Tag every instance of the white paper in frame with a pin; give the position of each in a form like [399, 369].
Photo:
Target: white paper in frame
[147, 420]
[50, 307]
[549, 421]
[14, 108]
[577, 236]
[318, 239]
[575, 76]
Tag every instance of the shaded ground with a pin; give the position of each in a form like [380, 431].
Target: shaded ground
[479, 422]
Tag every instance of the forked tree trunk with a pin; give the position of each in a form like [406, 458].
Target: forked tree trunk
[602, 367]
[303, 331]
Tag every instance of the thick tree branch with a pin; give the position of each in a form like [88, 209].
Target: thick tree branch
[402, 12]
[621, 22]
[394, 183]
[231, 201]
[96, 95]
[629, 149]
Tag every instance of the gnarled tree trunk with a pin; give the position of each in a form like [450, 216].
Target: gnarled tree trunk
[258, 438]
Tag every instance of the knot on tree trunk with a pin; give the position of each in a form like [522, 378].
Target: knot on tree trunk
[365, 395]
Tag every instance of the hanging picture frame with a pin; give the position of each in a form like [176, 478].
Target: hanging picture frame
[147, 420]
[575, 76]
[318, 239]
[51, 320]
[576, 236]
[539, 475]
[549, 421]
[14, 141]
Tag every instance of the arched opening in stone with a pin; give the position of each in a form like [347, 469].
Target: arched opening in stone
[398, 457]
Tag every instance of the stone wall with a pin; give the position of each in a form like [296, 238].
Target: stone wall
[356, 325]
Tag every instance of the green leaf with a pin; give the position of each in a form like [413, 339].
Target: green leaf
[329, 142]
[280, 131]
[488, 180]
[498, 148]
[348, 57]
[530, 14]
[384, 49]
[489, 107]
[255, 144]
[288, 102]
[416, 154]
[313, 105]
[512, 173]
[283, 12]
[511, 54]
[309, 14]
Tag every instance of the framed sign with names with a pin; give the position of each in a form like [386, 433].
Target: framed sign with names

_PROBLEM TO SOLVE_
Can you render all of the data above as a numbered list, one entry per line and with any blank lines dropped?

_REPLY_
1. Tag every instance of the white paper in frame with a pin; give the position of each in a form like [399, 369].
2. Photo:
3. Target: white paper in frame
4. [147, 420]
5. [50, 307]
6. [549, 421]
7. [14, 108]
8. [577, 236]
9. [318, 239]
10. [575, 76]
11. Tag every instance of the shaded ground with a pin; give the position of each in a form like [380, 431].
12. Target: shaded ground
13. [479, 422]
14. Tag every instance of the forked tree trunk with a pin; give the position of each in a form like [406, 458].
15. Target: forked tree trunk
16. [602, 367]
17. [303, 331]
18. Tag every instance of the thick tree branch with a pin; give the position of each in a form like [88, 209].
19. Target: thick tree branch
20. [402, 12]
21. [621, 22]
22. [394, 183]
23. [231, 201]
24. [96, 95]
25. [629, 149]
26. Tag every instance of the gnarled tree trunk with a pin; give the position of each in a form like [450, 216].
27. Target: gnarled tree trunk
28. [258, 438]
29. Tag every instance of the knot on tree trunk with a pin; give the position of each in a form like [522, 378].
30. Target: knot on tree trunk
31. [365, 395]
32. Tag every instance of the hanging picture frame with a pin; give the position of each in a form like [176, 478].
33. Target: hanging picture frame
34. [147, 420]
35. [575, 76]
36. [318, 239]
37. [51, 320]
38. [576, 236]
39. [539, 475]
40. [549, 421]
41. [14, 141]
42. Tag every instance of the arched opening in stone with a pin; give the position of each in a form like [347, 469].
43. Target: arched opening in stone
44. [398, 457]
45. Tag every instance of the stone wall with a pin; give the position of each in a form like [296, 238].
46. Target: stone wall
47. [356, 325]
48. Tag every instance of the green leaf with a pin; give the position of each in a form like [413, 339].
49. Target: green leaf
50. [329, 142]
51. [280, 131]
52. [488, 180]
53. [498, 148]
54. [348, 57]
55. [530, 14]
56. [384, 49]
57. [489, 107]
58. [255, 144]
59. [288, 102]
60. [416, 154]
61. [313, 105]
62. [512, 173]
63. [283, 12]
64. [511, 54]
65. [309, 14]
66. Tag every instance of the framed sign with names with a pin; give the position of each in a form like [386, 433].
67. Target: framed sign with names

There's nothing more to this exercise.